### CHALLENGE
Select every line of the material below that contains the string "cholla", copying each one in full. Case counts.

### INFORMATION PROVIDED
• • • • • • •

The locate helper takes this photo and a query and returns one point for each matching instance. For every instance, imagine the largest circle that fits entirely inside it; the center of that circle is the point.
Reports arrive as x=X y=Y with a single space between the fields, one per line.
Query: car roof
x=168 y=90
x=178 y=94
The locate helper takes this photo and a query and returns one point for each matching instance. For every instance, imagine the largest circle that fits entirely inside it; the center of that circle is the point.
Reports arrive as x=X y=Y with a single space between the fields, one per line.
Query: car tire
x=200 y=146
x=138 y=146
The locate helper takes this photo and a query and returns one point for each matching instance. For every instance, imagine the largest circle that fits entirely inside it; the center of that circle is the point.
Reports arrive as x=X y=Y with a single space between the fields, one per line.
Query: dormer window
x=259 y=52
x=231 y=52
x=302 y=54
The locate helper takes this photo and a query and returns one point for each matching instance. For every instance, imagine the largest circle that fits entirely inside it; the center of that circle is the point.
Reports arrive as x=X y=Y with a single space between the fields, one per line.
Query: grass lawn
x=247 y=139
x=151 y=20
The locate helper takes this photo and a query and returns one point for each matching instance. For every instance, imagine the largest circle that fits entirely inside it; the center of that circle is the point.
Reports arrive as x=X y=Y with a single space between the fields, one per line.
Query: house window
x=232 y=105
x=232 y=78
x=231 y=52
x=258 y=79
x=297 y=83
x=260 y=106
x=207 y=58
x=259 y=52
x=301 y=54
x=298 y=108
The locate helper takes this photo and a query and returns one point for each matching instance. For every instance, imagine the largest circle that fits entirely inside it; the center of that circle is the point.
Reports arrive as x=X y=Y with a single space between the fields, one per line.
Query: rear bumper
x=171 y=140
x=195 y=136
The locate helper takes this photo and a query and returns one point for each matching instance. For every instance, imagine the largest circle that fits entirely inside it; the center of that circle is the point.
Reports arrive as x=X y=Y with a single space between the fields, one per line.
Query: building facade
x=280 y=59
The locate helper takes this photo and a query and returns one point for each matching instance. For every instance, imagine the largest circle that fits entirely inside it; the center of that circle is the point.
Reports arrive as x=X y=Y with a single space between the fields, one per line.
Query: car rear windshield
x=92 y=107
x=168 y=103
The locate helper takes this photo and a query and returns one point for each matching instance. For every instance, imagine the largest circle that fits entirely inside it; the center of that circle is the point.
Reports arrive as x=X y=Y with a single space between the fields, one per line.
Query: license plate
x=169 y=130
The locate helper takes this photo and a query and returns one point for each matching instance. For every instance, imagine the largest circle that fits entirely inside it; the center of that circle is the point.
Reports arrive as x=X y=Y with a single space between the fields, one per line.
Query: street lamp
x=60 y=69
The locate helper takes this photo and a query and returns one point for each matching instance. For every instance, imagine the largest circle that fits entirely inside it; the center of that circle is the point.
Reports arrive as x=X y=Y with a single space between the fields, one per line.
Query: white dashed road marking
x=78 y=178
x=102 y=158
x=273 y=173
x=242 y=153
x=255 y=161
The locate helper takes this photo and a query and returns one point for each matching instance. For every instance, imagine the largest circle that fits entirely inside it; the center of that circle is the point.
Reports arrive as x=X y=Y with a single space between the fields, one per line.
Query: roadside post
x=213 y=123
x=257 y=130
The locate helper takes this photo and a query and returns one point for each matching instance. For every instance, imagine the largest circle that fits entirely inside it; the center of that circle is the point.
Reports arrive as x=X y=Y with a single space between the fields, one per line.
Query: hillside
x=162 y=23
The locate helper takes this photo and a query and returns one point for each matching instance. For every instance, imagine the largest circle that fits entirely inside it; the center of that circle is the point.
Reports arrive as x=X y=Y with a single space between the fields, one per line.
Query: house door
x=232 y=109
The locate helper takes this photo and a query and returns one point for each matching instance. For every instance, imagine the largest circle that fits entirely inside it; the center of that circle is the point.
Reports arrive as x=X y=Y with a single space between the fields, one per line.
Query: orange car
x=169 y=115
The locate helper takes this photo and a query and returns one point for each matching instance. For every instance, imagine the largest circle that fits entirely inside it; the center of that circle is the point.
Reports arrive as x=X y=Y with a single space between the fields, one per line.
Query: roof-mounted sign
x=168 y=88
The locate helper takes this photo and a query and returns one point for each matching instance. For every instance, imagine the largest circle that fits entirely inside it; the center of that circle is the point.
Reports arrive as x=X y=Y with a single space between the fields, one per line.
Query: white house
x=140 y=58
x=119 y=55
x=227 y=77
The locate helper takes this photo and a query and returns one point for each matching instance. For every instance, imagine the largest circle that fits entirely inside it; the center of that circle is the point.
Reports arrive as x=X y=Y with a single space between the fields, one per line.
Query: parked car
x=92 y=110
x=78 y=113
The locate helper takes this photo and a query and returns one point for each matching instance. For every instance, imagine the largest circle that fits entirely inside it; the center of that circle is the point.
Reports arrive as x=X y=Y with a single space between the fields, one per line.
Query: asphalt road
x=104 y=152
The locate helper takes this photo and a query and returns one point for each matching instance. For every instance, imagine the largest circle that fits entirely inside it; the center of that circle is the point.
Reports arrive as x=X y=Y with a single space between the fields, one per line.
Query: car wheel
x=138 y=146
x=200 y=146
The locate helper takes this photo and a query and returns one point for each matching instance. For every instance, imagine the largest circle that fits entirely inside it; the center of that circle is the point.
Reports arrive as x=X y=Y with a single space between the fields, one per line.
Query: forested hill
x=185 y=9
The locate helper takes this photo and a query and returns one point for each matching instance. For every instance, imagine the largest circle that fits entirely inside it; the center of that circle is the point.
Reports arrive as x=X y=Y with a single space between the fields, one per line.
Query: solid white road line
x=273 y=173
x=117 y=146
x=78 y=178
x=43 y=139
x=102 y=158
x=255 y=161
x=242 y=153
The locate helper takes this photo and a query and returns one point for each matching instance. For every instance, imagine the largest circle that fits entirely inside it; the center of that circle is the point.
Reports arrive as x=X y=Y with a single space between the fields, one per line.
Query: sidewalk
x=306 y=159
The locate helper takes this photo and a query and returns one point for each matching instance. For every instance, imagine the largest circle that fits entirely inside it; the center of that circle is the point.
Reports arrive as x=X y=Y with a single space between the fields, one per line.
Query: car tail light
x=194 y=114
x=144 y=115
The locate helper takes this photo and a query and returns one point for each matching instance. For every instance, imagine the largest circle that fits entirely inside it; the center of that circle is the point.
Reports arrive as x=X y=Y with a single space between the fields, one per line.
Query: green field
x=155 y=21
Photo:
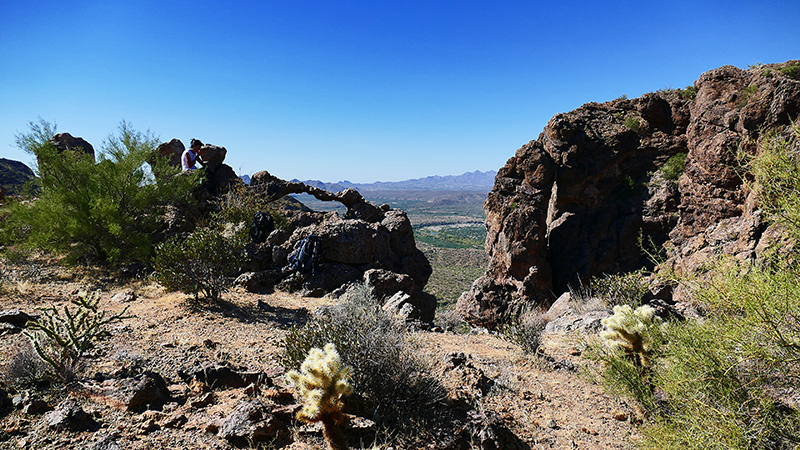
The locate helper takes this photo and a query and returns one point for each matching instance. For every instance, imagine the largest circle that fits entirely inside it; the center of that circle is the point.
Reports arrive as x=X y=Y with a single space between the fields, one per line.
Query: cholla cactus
x=321 y=384
x=626 y=329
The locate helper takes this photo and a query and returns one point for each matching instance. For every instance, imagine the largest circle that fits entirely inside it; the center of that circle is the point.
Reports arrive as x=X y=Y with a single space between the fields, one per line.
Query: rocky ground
x=544 y=402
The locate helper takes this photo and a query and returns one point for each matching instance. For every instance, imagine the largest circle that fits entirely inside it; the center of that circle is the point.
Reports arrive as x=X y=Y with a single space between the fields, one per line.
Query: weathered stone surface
x=68 y=415
x=250 y=421
x=30 y=403
x=371 y=243
x=383 y=284
x=65 y=141
x=147 y=391
x=171 y=150
x=572 y=204
x=221 y=376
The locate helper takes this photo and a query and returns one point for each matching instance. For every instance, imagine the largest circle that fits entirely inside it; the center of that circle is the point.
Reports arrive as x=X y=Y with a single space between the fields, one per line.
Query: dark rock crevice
x=573 y=204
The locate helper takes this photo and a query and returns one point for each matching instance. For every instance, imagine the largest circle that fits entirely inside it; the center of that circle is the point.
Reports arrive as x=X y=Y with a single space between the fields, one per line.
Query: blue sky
x=359 y=90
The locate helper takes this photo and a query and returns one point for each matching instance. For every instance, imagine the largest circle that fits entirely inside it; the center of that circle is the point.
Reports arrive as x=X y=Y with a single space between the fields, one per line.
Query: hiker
x=190 y=156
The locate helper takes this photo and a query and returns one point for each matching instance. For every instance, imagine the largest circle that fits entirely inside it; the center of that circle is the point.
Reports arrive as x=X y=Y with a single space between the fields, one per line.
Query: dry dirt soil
x=545 y=401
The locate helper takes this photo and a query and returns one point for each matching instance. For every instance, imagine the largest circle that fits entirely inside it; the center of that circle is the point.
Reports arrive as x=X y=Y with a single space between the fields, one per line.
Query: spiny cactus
x=321 y=384
x=627 y=330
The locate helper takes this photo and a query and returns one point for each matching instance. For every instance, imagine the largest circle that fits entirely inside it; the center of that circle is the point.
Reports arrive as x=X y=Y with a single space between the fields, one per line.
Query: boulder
x=147 y=391
x=68 y=415
x=575 y=203
x=171 y=150
x=65 y=141
x=222 y=376
x=15 y=317
x=250 y=422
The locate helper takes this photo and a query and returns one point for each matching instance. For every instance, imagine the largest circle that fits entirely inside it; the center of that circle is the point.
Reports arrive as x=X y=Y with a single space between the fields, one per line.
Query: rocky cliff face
x=573 y=203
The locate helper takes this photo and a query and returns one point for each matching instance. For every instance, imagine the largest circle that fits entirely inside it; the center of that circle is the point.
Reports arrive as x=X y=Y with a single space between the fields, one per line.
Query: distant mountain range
x=469 y=181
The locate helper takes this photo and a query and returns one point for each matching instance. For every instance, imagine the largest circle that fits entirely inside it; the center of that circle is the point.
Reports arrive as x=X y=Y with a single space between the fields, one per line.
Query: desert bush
x=61 y=338
x=200 y=264
x=674 y=167
x=776 y=172
x=449 y=320
x=792 y=71
x=321 y=384
x=526 y=330
x=621 y=289
x=24 y=368
x=629 y=343
x=101 y=212
x=730 y=380
x=397 y=388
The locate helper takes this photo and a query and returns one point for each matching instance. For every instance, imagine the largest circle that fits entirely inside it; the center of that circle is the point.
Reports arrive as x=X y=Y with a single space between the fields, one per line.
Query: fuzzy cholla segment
x=626 y=329
x=321 y=383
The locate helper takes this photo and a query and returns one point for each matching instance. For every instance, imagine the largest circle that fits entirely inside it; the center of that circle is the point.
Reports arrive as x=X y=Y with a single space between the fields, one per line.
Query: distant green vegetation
x=454 y=270
x=452 y=236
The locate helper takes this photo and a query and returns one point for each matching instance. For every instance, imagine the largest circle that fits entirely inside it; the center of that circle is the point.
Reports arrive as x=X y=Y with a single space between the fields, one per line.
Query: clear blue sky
x=359 y=90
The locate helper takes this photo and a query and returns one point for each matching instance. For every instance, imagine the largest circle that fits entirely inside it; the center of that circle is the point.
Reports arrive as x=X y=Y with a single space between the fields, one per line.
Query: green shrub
x=200 y=264
x=792 y=71
x=673 y=168
x=776 y=171
x=724 y=377
x=526 y=330
x=689 y=93
x=104 y=212
x=621 y=289
x=632 y=123
x=62 y=338
x=397 y=388
x=321 y=384
x=630 y=341
x=729 y=380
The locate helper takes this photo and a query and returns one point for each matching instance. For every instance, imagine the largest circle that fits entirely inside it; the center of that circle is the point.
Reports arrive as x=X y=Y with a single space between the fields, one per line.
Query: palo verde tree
x=101 y=211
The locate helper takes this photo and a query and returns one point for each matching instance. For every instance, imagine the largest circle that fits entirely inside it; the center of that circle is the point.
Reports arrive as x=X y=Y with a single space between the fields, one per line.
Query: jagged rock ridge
x=573 y=203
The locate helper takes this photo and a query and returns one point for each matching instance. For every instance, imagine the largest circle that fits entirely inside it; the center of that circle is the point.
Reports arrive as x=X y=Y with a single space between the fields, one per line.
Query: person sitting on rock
x=190 y=156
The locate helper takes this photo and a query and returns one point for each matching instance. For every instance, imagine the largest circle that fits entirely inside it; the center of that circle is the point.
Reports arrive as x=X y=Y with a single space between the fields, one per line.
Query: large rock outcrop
x=370 y=244
x=575 y=203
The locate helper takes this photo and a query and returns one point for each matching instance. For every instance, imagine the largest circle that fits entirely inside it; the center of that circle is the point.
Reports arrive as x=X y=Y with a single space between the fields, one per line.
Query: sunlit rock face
x=575 y=203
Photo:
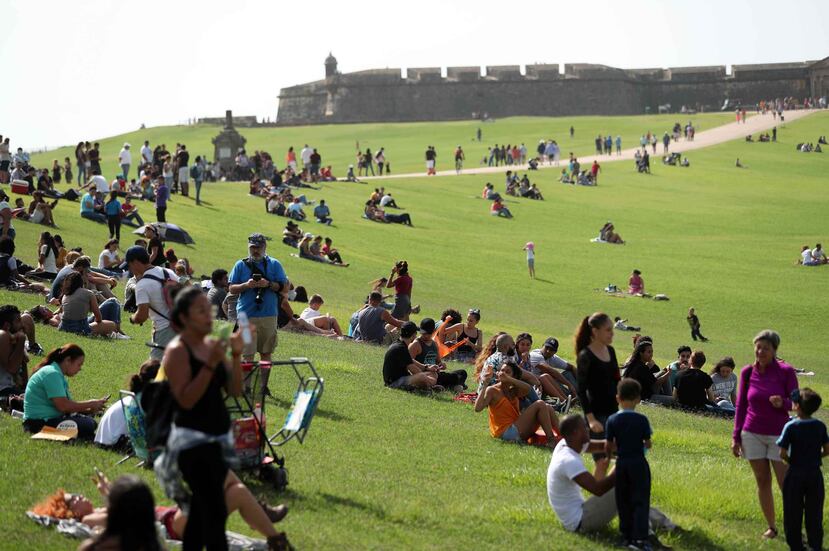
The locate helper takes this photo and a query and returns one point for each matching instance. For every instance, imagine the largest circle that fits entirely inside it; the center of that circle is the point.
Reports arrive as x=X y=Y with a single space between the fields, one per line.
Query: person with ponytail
x=598 y=375
x=47 y=401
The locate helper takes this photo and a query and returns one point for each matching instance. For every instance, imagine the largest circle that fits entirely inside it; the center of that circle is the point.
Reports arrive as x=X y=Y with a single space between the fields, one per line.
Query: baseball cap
x=138 y=253
x=408 y=329
x=427 y=326
x=257 y=240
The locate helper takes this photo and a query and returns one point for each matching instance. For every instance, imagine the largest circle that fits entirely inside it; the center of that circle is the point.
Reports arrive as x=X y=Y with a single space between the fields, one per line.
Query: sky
x=94 y=68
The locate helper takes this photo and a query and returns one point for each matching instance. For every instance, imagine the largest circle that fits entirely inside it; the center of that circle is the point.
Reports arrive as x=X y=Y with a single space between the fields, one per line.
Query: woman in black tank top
x=197 y=370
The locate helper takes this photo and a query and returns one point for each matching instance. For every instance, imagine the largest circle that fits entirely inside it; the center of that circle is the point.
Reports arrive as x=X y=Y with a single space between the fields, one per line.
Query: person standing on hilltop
x=182 y=160
x=431 y=156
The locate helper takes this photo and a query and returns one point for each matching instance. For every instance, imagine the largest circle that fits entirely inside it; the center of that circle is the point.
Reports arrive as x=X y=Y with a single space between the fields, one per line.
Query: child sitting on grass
x=628 y=434
x=804 y=442
x=506 y=421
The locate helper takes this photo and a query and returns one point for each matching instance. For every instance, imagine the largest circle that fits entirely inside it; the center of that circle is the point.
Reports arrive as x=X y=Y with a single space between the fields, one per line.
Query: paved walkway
x=724 y=133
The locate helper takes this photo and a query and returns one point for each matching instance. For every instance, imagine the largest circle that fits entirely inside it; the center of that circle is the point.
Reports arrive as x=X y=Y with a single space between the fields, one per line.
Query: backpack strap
x=163 y=282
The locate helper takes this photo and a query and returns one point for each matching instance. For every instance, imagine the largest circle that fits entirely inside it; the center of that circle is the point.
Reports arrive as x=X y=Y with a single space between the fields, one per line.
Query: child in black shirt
x=629 y=434
x=803 y=443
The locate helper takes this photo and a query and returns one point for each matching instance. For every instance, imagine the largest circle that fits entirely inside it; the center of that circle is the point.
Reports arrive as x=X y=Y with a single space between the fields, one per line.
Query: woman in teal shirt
x=48 y=402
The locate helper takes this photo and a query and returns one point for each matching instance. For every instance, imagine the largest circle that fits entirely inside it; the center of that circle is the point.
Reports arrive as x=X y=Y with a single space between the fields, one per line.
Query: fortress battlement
x=430 y=93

• • • • • • •

### SOLUTION
Query: cholla cactus
Query: fuzzy cholla segment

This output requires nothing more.